* AIM OF THE TASK: Go through the material and copy every line in which "steam" appears.

* RECORD SET:
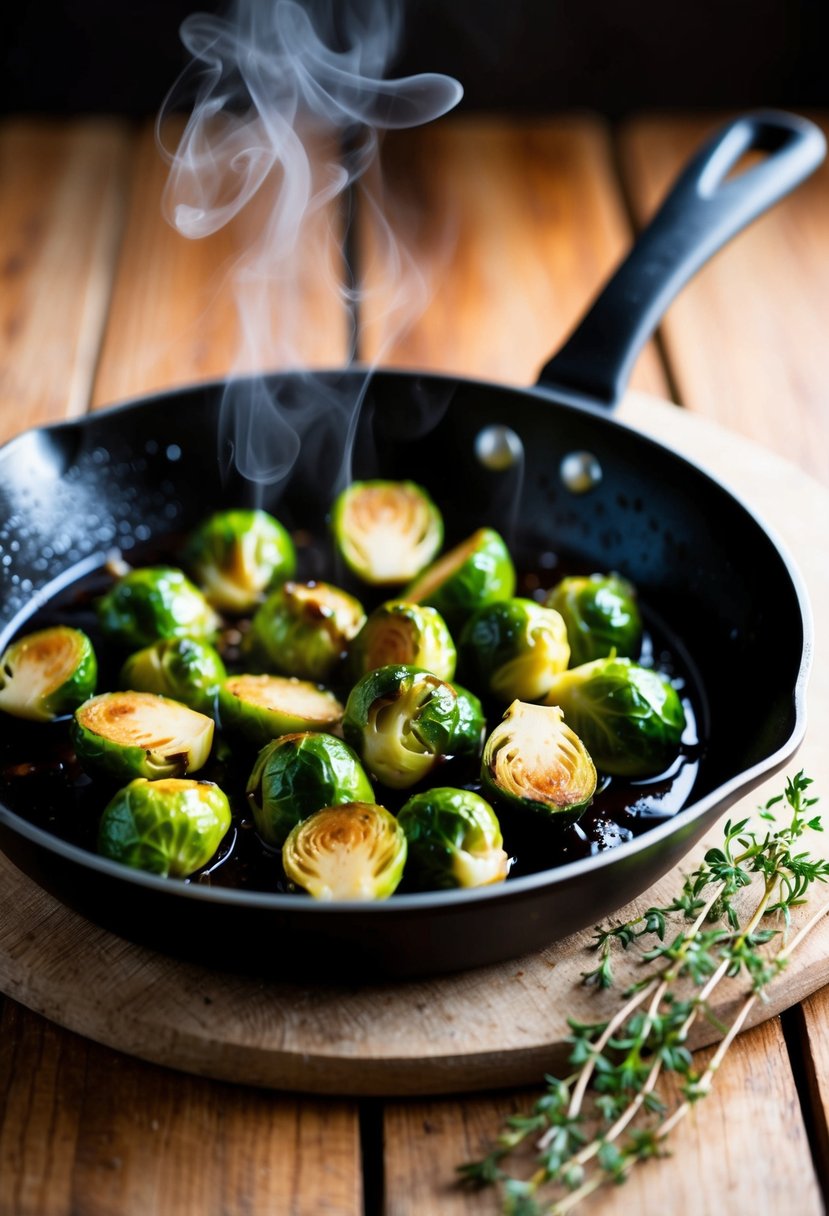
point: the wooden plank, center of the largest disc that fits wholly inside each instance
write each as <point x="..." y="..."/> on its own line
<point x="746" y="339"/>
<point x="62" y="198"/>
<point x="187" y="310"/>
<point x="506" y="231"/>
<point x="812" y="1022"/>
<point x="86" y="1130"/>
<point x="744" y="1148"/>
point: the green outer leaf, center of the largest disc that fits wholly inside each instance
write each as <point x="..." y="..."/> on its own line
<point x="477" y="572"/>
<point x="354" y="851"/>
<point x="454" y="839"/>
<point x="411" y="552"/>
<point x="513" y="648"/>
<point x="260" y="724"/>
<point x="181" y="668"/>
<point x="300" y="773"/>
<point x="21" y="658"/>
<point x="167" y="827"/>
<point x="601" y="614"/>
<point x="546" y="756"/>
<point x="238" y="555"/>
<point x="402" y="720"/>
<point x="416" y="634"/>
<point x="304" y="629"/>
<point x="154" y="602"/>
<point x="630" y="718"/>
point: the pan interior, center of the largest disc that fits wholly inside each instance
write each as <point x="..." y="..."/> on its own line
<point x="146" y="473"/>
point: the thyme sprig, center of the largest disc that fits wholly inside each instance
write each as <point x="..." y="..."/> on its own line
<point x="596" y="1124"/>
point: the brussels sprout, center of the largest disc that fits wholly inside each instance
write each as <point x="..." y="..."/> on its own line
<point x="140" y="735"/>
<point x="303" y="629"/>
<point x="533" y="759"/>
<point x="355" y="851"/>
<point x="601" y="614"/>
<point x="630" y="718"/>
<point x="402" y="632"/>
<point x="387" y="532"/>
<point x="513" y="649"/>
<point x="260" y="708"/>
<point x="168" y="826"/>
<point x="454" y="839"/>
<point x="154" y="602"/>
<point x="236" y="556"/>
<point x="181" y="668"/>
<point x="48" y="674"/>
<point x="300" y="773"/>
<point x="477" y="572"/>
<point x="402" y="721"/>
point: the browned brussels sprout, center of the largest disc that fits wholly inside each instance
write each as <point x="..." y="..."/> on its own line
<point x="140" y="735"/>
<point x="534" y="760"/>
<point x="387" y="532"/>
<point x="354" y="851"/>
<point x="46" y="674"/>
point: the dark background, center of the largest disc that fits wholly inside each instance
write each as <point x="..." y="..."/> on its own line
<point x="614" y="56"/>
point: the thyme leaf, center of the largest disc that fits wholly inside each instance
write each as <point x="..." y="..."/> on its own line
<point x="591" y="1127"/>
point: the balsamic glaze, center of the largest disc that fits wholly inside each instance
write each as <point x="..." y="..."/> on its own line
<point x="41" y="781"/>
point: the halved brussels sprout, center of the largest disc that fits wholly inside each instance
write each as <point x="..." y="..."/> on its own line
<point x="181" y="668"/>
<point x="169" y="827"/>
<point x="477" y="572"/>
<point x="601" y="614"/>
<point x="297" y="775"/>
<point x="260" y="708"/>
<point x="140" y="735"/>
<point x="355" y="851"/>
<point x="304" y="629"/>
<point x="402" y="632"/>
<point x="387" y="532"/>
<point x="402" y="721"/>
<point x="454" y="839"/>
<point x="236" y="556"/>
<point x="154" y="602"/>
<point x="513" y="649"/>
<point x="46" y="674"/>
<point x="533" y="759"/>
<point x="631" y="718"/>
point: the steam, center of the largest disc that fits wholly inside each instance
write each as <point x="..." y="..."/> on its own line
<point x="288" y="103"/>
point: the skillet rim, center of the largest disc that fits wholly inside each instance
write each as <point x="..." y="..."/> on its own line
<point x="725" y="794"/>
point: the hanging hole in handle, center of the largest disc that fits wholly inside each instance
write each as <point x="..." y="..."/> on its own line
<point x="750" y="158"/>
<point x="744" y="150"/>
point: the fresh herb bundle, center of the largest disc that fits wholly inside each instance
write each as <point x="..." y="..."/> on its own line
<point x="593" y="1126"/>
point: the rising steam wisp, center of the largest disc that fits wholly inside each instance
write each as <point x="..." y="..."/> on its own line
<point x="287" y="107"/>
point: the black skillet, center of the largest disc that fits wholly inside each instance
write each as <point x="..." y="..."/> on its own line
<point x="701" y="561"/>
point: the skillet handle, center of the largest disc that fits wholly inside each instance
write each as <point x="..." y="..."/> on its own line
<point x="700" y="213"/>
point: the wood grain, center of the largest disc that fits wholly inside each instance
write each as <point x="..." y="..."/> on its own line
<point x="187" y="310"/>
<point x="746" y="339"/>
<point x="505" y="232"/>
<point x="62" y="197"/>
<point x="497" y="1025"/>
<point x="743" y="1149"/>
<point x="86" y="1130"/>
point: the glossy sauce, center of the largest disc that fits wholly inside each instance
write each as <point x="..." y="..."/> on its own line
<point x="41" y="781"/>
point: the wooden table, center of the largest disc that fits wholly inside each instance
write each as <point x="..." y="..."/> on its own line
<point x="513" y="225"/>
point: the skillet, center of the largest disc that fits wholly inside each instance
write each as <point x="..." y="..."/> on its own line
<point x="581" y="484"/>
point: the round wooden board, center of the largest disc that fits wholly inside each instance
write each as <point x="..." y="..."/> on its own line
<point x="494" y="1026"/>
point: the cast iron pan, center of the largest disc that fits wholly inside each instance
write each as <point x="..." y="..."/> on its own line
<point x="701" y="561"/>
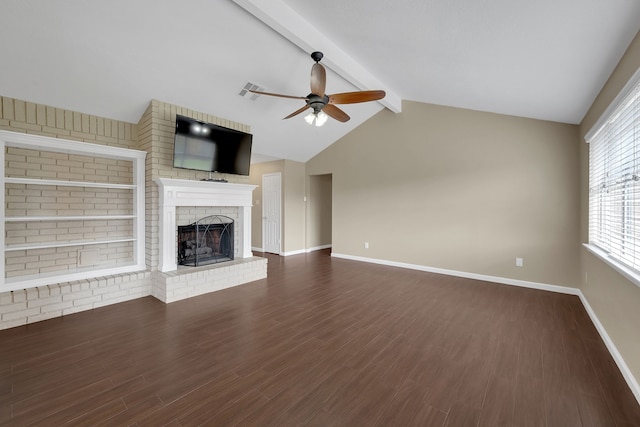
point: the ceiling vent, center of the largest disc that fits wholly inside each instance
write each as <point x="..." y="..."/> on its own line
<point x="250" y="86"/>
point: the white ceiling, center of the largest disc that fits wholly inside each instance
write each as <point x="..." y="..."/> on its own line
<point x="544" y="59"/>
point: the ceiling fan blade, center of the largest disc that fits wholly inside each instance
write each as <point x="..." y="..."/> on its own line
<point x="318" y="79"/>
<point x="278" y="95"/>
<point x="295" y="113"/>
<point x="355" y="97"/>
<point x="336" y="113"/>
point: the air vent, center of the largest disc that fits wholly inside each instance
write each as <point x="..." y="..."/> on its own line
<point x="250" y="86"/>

* * *

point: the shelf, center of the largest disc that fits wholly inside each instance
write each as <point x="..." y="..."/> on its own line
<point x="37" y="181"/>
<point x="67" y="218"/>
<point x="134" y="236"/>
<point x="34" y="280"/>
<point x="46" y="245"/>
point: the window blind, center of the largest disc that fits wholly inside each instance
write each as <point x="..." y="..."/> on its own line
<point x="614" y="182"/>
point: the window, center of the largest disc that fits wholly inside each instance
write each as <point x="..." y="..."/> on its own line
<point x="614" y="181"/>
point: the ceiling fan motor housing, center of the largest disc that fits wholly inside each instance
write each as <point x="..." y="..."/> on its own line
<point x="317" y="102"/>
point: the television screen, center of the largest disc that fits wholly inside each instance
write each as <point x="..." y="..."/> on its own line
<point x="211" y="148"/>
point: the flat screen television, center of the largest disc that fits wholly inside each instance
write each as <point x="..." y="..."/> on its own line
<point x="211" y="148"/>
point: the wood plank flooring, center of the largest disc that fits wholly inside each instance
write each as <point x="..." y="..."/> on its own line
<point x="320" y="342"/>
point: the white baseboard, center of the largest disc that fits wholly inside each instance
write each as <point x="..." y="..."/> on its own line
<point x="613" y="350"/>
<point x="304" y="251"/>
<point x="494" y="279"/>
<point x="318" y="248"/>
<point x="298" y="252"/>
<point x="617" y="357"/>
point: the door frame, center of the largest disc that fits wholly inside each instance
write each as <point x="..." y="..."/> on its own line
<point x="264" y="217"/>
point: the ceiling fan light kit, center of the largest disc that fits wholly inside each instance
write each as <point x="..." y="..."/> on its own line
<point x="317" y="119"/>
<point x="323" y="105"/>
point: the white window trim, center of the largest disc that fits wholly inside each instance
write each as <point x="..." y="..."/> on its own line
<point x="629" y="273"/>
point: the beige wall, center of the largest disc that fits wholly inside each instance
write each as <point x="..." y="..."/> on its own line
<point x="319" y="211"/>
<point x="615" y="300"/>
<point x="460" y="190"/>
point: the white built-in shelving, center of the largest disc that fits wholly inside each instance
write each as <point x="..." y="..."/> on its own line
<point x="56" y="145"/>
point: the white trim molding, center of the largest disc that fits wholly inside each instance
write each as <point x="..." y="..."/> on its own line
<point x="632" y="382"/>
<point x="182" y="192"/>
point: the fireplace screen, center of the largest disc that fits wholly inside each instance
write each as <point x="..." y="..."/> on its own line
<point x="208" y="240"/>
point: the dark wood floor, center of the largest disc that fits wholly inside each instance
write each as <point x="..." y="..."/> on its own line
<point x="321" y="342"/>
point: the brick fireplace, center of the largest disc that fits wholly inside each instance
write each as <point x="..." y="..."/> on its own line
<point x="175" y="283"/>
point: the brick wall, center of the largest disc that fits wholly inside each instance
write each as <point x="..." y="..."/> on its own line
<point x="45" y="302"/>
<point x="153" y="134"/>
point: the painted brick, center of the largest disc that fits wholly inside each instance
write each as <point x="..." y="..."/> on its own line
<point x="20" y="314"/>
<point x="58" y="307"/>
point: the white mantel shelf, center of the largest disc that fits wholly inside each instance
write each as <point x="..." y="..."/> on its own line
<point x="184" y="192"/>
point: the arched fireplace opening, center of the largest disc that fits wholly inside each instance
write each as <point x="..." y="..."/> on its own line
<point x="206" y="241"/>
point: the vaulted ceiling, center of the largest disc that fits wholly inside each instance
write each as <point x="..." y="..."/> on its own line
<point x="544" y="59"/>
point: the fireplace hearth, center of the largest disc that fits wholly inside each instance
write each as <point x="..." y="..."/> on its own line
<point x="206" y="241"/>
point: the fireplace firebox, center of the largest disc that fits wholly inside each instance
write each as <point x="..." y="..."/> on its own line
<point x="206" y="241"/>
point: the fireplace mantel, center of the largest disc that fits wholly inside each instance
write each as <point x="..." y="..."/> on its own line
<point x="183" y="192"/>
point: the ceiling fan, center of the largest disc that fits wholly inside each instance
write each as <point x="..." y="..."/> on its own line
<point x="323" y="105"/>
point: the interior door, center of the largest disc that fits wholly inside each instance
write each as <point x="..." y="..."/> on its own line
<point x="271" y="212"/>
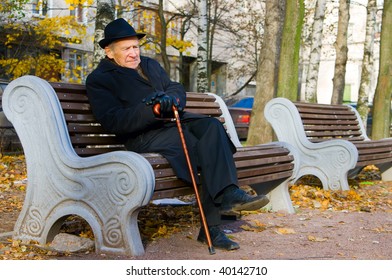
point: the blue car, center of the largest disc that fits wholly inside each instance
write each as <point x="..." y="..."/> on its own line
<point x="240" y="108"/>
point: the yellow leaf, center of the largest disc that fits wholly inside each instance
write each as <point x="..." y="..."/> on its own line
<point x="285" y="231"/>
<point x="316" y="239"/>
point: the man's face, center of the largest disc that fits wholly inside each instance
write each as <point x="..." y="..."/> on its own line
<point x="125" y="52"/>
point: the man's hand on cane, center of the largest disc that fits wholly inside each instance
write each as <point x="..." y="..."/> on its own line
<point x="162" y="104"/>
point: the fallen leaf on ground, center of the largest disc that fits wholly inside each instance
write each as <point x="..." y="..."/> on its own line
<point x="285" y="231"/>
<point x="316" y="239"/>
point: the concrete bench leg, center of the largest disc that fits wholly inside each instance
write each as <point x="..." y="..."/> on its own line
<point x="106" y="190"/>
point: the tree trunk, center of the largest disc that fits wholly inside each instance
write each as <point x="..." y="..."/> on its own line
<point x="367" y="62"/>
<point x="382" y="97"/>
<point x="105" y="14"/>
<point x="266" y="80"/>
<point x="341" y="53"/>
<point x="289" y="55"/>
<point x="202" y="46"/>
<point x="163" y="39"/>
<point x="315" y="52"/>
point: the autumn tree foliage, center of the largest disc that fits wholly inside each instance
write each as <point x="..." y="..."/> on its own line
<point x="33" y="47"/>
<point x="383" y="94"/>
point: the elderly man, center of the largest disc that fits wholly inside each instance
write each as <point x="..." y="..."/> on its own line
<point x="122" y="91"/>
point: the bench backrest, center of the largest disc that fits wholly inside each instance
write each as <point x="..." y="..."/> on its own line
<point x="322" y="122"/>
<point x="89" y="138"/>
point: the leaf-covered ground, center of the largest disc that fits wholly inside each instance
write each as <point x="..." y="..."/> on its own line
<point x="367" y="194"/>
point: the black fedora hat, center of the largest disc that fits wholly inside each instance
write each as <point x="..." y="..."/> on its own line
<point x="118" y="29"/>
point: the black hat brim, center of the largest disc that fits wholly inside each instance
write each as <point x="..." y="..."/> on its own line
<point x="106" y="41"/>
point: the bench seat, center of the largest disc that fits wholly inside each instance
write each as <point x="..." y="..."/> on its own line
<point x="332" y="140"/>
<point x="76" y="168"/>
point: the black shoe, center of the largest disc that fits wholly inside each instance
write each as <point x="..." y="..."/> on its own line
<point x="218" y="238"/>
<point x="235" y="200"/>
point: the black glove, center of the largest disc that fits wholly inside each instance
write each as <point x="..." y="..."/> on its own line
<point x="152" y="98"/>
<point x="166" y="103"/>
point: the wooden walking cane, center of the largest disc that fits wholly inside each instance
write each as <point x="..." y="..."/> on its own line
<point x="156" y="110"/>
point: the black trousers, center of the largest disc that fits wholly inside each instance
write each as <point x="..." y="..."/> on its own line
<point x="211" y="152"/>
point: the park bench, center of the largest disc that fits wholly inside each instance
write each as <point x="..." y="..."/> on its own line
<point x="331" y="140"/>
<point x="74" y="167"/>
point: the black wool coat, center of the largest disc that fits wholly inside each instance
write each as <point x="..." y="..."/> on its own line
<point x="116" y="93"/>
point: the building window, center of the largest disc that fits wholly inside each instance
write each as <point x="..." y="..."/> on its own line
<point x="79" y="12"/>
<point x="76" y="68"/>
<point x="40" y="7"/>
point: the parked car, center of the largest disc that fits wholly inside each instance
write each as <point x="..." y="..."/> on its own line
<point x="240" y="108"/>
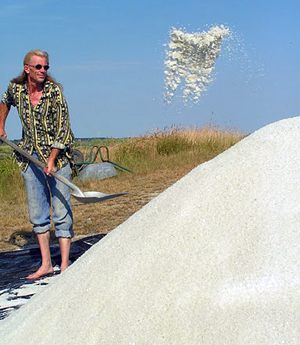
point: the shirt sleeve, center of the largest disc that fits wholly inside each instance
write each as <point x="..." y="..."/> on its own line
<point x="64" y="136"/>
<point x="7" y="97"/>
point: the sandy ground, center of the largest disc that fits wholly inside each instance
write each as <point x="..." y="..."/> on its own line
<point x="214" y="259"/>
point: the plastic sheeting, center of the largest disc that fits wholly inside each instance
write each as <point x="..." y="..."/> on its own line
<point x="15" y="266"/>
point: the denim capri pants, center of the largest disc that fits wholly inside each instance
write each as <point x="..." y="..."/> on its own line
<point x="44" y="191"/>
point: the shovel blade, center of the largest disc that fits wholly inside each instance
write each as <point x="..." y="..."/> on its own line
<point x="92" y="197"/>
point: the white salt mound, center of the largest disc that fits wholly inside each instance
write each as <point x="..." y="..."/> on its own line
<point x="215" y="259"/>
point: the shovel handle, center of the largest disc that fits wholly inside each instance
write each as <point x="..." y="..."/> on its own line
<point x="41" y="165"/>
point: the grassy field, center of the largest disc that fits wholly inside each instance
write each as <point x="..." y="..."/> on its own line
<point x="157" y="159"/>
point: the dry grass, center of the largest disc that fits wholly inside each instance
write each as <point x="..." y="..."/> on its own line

* EXPECTED OUTPUT:
point: the steam, center of the largest disc that fits wholly inside each instance
point: the rising steam wisp, center of the largest disc that fits wholly inside each instance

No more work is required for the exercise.